TASK DESCRIPTION — Put everything from the line containing "Would you be able to indicate the rear" down to the end of the records into a Markdown table with the columns No. and Text. Number each line in order and leave out blank lines.

DATA RECORDS —
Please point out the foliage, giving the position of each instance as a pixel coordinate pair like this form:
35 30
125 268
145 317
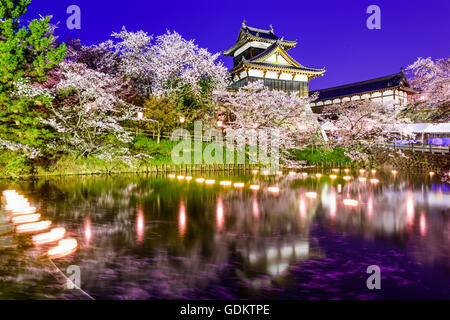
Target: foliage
27 53
184 72
362 126
89 122
163 112
256 107
321 154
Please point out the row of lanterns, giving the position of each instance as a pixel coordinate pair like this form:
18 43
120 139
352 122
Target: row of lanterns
27 221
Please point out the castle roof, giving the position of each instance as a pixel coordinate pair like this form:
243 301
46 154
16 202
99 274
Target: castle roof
397 80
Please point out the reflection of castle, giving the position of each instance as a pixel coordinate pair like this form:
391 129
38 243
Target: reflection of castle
259 54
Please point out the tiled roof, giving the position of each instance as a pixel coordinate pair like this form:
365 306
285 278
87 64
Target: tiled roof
268 51
260 33
386 82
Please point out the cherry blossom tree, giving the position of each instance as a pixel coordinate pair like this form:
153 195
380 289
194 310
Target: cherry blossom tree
254 109
134 50
363 126
89 119
181 67
432 78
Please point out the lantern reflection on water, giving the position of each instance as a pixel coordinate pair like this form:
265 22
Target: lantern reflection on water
350 202
33 227
26 218
64 248
273 189
311 195
53 235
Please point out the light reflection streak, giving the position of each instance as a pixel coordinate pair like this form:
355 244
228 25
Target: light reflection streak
273 189
333 204
302 207
410 208
311 195
26 218
33 227
182 219
350 202
423 224
53 235
255 206
219 214
64 248
370 206
140 225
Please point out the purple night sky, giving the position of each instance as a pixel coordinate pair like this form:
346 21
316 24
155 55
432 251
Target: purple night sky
331 34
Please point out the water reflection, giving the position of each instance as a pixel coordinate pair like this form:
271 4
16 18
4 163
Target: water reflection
240 241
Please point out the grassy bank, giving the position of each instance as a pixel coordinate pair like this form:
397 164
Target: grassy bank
13 166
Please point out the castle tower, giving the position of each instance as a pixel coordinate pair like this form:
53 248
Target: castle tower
259 54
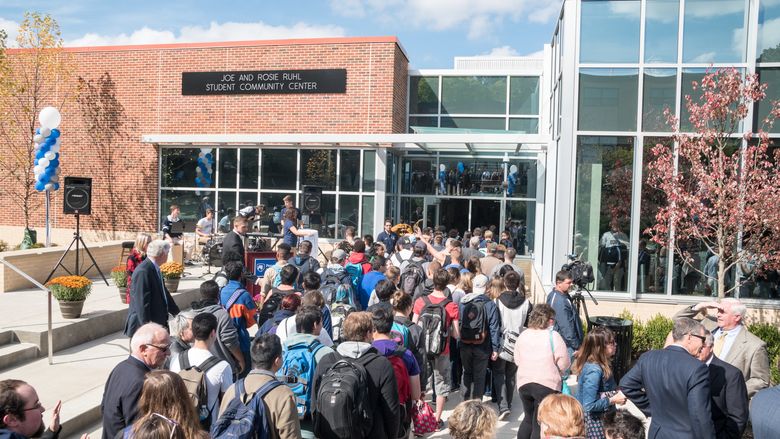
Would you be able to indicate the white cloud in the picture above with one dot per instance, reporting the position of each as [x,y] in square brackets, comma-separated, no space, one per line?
[478,16]
[229,31]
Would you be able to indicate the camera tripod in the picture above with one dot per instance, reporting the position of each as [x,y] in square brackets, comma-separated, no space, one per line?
[77,272]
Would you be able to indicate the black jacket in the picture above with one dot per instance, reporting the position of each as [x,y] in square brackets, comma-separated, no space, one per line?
[121,394]
[674,388]
[729,399]
[148,299]
[232,248]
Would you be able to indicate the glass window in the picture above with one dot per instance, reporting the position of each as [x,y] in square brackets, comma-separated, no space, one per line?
[249,168]
[369,170]
[279,169]
[661,29]
[652,258]
[318,168]
[367,224]
[350,170]
[422,122]
[714,31]
[602,203]
[418,176]
[423,95]
[189,203]
[660,86]
[524,95]
[768,49]
[521,223]
[474,123]
[521,179]
[473,95]
[608,99]
[228,167]
[609,31]
[178,167]
[524,125]
[348,214]
[771,77]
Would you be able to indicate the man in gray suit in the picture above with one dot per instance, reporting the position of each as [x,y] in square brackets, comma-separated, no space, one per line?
[734,344]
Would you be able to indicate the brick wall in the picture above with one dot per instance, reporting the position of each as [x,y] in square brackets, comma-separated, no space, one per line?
[148,81]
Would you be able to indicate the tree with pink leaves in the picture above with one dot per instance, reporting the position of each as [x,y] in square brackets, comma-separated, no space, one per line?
[721,187]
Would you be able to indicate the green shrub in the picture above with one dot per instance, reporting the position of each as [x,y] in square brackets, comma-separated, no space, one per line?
[771,336]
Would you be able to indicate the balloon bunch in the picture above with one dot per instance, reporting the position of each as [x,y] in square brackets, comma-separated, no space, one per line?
[204,169]
[47,151]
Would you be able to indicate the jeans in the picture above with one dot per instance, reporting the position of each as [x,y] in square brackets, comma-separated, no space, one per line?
[504,378]
[532,395]
[475,360]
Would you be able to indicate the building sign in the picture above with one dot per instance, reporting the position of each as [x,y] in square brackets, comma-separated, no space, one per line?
[264,82]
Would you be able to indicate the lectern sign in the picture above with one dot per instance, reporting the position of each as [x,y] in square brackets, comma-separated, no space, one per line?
[264,82]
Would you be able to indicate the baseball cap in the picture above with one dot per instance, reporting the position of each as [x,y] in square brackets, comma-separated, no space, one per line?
[479,284]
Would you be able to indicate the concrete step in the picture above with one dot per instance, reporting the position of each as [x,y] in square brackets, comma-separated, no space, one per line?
[17,353]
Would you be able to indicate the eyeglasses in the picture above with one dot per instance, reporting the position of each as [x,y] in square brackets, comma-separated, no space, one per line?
[163,349]
[37,406]
[169,421]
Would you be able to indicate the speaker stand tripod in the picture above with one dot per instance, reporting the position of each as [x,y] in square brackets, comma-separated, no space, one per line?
[77,272]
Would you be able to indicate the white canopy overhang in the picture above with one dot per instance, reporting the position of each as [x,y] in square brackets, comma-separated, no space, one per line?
[471,143]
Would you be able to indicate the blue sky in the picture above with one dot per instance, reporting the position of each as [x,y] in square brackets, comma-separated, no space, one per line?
[431,31]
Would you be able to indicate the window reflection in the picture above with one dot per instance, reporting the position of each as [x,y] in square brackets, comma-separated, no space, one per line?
[602,216]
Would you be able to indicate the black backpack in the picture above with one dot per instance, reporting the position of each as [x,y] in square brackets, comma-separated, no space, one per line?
[412,278]
[343,408]
[433,321]
[473,322]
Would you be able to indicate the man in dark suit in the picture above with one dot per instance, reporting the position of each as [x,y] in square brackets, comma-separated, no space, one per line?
[150,347]
[150,301]
[729,394]
[233,244]
[673,387]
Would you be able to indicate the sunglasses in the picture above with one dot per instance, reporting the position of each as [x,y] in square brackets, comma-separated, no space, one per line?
[170,422]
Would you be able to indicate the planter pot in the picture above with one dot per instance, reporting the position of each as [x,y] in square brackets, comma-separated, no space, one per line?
[172,285]
[71,310]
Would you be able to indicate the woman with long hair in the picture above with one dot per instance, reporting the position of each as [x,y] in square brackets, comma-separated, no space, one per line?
[595,382]
[164,396]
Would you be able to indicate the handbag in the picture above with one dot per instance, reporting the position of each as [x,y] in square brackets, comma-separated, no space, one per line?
[564,386]
[423,418]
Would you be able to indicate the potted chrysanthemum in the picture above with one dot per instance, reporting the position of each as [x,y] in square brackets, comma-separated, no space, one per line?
[70,292]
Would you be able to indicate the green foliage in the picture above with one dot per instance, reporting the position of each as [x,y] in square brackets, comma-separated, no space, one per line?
[771,336]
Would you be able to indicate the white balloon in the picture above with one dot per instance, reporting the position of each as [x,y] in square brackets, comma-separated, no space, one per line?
[49,117]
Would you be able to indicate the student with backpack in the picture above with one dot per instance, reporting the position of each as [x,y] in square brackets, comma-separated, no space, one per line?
[438,317]
[302,352]
[240,307]
[207,377]
[480,339]
[405,367]
[355,391]
[270,410]
[514,310]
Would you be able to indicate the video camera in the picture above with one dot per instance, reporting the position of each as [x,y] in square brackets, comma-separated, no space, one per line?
[581,272]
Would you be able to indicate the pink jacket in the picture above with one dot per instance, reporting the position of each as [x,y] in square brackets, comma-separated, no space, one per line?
[535,361]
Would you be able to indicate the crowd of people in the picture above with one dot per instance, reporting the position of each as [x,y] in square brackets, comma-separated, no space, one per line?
[375,340]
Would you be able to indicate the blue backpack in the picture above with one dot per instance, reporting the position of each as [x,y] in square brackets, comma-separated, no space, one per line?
[298,365]
[245,421]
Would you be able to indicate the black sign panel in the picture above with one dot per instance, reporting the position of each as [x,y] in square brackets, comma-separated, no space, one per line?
[264,82]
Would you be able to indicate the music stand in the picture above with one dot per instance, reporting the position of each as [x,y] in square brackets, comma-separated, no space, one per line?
[77,240]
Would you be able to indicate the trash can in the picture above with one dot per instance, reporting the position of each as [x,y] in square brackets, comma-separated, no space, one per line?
[624,334]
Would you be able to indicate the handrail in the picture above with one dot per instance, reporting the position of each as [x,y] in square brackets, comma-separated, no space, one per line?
[50,347]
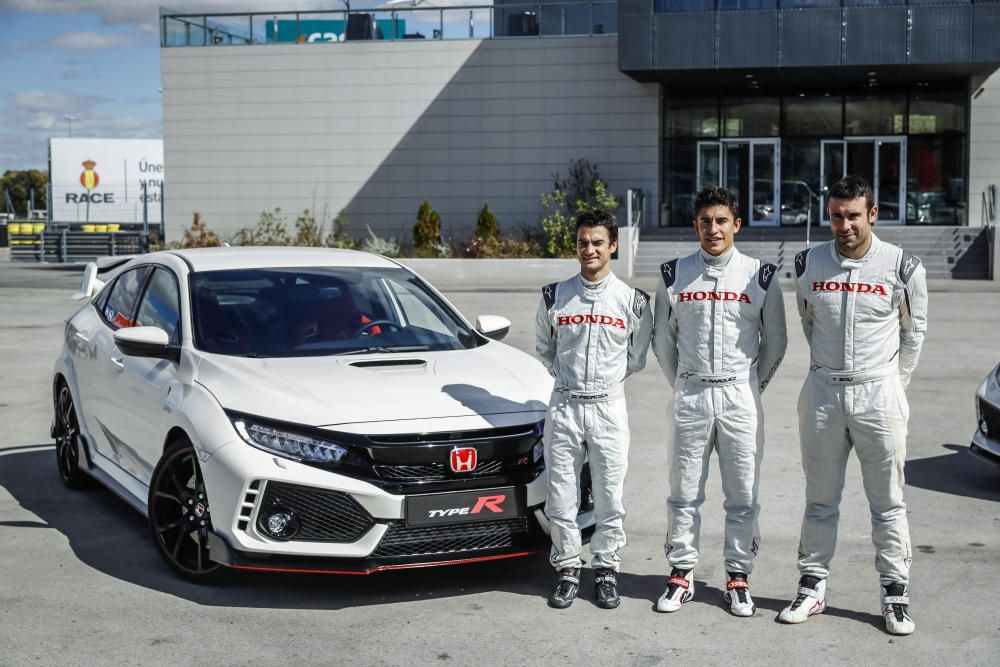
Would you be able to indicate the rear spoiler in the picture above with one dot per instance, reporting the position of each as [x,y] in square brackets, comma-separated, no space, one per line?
[91,285]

THE RESULT —
| No. | Text |
|---|---|
| 1 | Would you be able to indicate the rear spoiler in the picture above with one dot per instance, reporting the position of each as [x,y] in square brackets, comma-separated, no space, one per line? |
| 2 | [91,285] |